::: SOURCE TEXT :::

Intraductal carcinoma (IDC) is a rare salivary gland tumor that is considered analogous to ductal carcinoma in-situ of the breast, demonstrating a complex neoplastic epithelial proliferation surrounded by a continuous layer of presumed non-neoplastic myoepithelial cells. It is subcategorized into intercalated duct, apocrine, and hybrid subtypes based on morphologic and immunohistochemical features, with frequent NCOA4-RET and TRIM27-RET fusions, respectively, seen in intercalated duct and hybrid tumors. However, as an expanding clinicopathologic spectrum of IDC has been documented, controversy has emerged as to whether this tumor type is best defined by its intraductal growth pattern or distinctive molecular and immunophenotypic differentiation. Here, we further explore the nature of IDC by evaluating four cases that arose within intraparotid lymph nodes. These intercalated-duct phenotype tumors with diffuse S100 protein expression demonstrated a crowded and complex epithelial proliferation arranged in cystic, cribriform, and micropapillary architecture, surrounded by an intact myoepithelial cell layer, and were completely intranodal. Of two tumors with tissue available for molecular analysis, one demonstrated a NCOA4-RET fusion and one harbored a STRN-ALK fusion that is novel to IDC. Not only does the intranodal presence of IDC present a challenging differential diagnosis, but the complex nature of this proliferation within lymph node tissue raises questions as to whether the myoepithelial component of IDC is actually non-neoplastic in nature. Furthermore, identification of a STRN-ALK fusion expands the genetic spectrum of IDC and adds to evidence of an emerging role for ALK in salivary gland tumors. Further attention to the nature of the myoepithelial cells and documentation of alternate fusion events in IDC may inform continued discussion about its appropriate classification.

::: DATASET SECTION :::

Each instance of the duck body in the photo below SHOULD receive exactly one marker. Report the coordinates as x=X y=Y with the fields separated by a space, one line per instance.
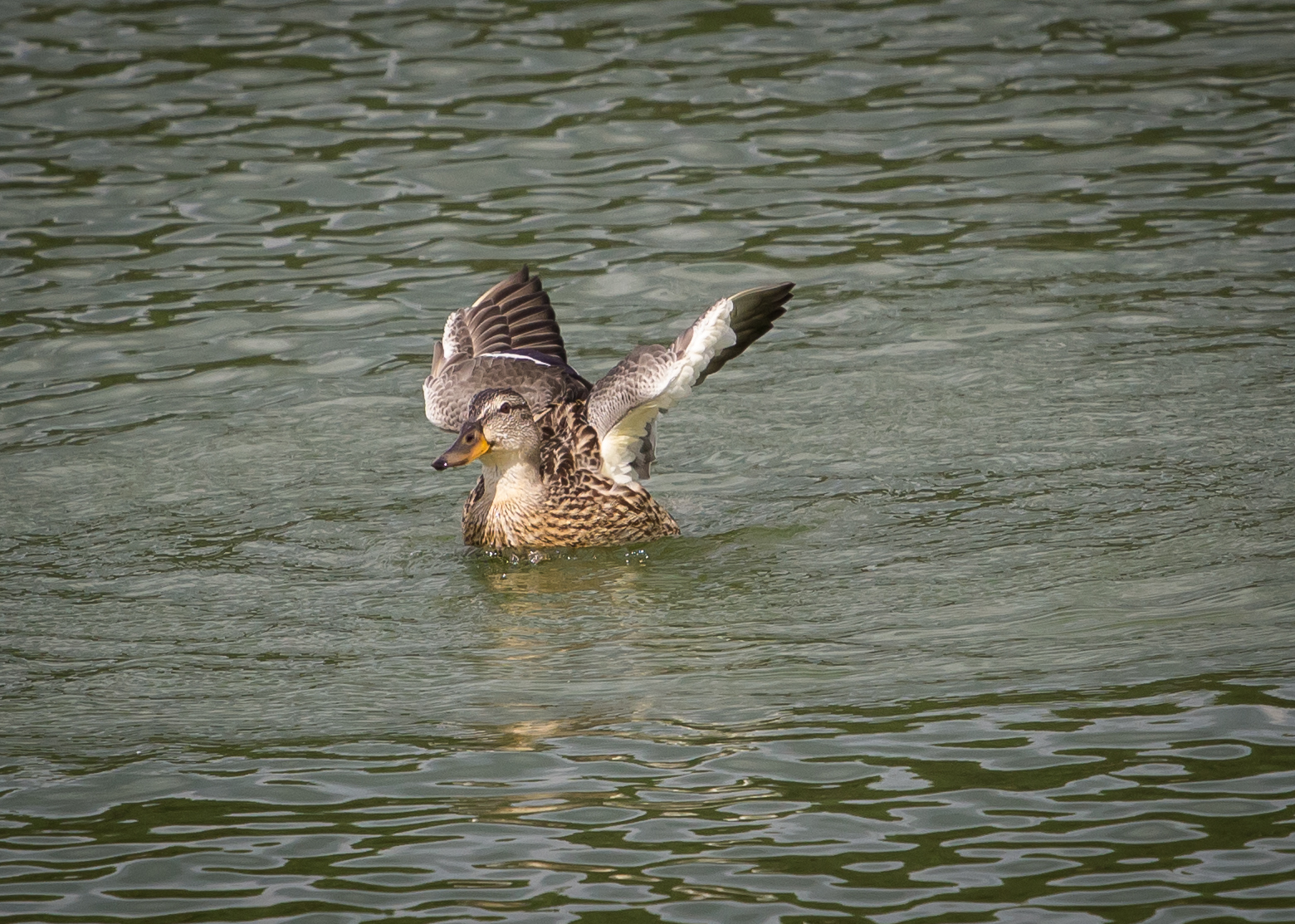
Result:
x=562 y=457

:::

**EXERCISE REQUIREMENTS**
#1 According to the text on intraductal carcinoma, where did the four cases evaluated in the study arise?
#2 Using the text on intraductal carcinoma, explain why the identification of the STRN-ALK fusion is significant.

**LIST OF SOLUTIONS**
#1 They arose within intraparotid lymph nodes.

#2 The STRN-ALK fusion had not been reported in intraductal carcinoma before, so finding it expands the known genetic spectrum of the tumor. It also adds to evidence of an emerging role for ALK in salivary gland tumors.